= Passage shown =
Gustave Moreau: The Fables online exhibition
Gustave Moreau (1826-98) was one of the most original artists of 19th-century France. The exhibition currently on display in the Manor presents to the public, for the first time in over a century, some of the most extraordinary works that he ever made, on loan from a private Rothschild collection.
Moreau’s illustrations of the Fables of Jean de La Fontaine (1621-95) were made between 1879 and 1884 for the collector Antony Roux (1833-1913). There were originally 64, but nearly half disappeared during World War II. See a selection of these extraordinary watercolours and find out more about them in our accompanying online exhibition.
The fable form has been described as ‘a false story picturing the truth.’ La Fontaine’s Fables (first published 1668-94) are among the most celebrated works of French literature, revered as masterpieces of lyric poetry and loved for their pithy wisdom and identification with the underdog. They have proved adaptable as commentaries on current events and Moreau is in a line of artist-illustrators (including Jean Baptiste Oudry and Gustave Doré) who have reinvented them for each generation.
La Fontaine gathered stories from classical antiquity (including Aesop) and European and Asian folk traditions and Moreau responded to this variety of sources with an exhilarating array of visual styles. The watercolours pay homage to painters from Leonardo da Vinci and Mantegna to Turner and Géricault, Persian and Indian miniatures and Japanese prints. There are Orientalist fantasies and Dutch-style scenes of everyday life; medieval and pastoral visions; expressionistic landscapes and near-abstract chromatic experiments.

= Stored items =
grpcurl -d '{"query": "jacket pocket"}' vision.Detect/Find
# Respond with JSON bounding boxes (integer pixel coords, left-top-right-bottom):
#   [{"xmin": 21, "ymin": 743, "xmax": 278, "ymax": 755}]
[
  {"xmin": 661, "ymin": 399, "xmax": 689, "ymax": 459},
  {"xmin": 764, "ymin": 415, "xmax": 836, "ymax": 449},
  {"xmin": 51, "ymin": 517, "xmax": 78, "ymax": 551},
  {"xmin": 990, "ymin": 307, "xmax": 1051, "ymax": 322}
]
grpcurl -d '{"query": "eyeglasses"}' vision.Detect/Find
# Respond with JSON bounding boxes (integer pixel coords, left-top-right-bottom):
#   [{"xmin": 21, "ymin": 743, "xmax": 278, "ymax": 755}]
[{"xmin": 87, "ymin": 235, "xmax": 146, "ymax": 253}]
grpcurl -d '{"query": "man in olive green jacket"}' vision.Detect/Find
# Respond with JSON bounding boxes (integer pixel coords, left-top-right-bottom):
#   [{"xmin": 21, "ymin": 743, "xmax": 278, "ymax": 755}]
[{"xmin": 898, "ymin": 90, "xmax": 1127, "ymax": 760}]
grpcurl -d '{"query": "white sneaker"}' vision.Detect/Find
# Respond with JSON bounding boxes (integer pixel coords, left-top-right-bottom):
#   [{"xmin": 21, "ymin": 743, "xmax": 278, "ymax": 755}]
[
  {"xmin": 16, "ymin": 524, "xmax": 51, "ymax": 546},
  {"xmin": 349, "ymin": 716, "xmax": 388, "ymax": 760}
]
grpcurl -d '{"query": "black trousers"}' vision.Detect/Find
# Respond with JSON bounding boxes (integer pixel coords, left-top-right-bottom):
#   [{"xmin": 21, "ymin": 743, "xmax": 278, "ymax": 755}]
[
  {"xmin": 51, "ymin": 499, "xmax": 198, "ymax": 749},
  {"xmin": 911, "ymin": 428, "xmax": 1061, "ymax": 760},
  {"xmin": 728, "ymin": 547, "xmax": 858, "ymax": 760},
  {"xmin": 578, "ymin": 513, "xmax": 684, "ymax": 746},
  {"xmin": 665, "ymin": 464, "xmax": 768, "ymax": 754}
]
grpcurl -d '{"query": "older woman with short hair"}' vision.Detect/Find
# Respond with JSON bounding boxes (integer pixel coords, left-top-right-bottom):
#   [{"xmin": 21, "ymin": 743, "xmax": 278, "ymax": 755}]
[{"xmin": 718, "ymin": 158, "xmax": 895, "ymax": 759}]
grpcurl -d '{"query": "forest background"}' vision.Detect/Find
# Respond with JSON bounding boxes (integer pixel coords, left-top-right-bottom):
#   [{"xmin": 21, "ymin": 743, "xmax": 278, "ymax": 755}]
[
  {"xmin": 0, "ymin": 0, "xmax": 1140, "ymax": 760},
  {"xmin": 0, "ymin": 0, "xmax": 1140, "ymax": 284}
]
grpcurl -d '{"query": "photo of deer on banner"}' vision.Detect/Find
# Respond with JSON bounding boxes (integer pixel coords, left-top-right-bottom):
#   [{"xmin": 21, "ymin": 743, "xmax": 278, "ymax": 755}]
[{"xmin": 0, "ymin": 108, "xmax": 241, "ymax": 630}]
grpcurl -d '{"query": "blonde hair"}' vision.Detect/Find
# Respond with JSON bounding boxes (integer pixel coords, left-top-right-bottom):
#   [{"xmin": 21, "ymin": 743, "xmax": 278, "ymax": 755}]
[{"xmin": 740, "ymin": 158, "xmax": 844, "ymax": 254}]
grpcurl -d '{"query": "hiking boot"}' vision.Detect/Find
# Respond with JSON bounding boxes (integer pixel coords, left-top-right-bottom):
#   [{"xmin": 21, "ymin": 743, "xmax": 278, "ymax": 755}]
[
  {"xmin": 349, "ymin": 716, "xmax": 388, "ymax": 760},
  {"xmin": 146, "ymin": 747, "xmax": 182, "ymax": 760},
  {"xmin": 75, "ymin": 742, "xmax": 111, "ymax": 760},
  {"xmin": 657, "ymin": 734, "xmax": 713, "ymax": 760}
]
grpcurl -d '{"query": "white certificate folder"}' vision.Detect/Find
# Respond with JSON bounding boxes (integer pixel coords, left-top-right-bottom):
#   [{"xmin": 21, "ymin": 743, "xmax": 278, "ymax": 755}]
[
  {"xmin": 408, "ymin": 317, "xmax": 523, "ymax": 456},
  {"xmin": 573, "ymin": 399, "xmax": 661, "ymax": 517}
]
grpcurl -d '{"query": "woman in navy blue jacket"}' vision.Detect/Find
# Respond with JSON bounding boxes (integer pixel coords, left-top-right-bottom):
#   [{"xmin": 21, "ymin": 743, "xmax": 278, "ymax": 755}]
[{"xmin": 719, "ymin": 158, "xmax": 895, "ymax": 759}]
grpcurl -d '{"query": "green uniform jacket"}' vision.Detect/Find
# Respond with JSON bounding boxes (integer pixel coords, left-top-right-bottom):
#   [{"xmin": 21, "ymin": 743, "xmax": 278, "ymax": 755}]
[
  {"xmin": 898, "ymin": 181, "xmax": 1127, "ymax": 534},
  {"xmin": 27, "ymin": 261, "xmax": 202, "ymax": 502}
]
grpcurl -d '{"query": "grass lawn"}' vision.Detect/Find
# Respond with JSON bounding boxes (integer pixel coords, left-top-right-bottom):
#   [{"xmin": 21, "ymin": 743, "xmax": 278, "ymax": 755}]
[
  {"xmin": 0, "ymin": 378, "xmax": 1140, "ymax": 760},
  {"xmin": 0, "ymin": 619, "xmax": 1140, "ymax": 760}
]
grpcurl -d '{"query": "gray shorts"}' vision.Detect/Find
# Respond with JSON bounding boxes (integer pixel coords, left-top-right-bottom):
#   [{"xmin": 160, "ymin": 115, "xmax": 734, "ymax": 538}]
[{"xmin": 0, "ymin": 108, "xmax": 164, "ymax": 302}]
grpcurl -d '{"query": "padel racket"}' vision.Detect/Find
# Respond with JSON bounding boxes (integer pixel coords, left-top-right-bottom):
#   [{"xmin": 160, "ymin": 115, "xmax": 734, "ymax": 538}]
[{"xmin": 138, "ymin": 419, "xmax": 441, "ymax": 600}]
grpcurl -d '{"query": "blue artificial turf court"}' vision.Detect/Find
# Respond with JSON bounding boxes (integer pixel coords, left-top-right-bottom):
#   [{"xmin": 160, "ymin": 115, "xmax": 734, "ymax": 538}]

= Directions =
(1) Pick out each line of the records that contains the string "jacket", treating uppercase and lowercase as different.
(2) Write the next part of the Moreau exhibition text, starting right after its last sentence.
The Moreau exhibition text and the records come from separate sources.

= Answer set =
(1)
grpcurl -d '{"query": "jacket pocket"}' vision.Detect/Find
grpcurl -d '{"query": "man in olive green jacket"}' vision.Detect/Find
grpcurl -d '{"query": "woman in navy blue jacket"}' vision.Detect/Find
grpcurl -d '{"query": "green uniform jacket"}' vision.Detect/Find

(2)
Made at the height of the French revival of watercolour, Moreau’s Fables show off the possibilities of the water-based medium and its ability to vie with oil painting in the creation of studio-made works for exhibition. One contemporary described them as ‘all ablaze with the colours of the prism’.
Moreau first found fame as a painter of mythological and Biblical subjects, grounded in academic training and visualized in an arresting, sometimes troubling, highly idiosyncratic style. His work anticipated the French Symbolist movement and, particularly through his teaching of artists (including Georges Rouault and Henri Matisse), he influenced the development of Expressionism, Surrealism and Abstraction. The originality of Moreau’s storytelling is underpinned by the brilliance of his drawing. For the Fables, he explored the possibilities of each subject in dozens of compositional studies, life drawings and sketches of animals that he observed in the Paris zoo, the Jardin des Plantes.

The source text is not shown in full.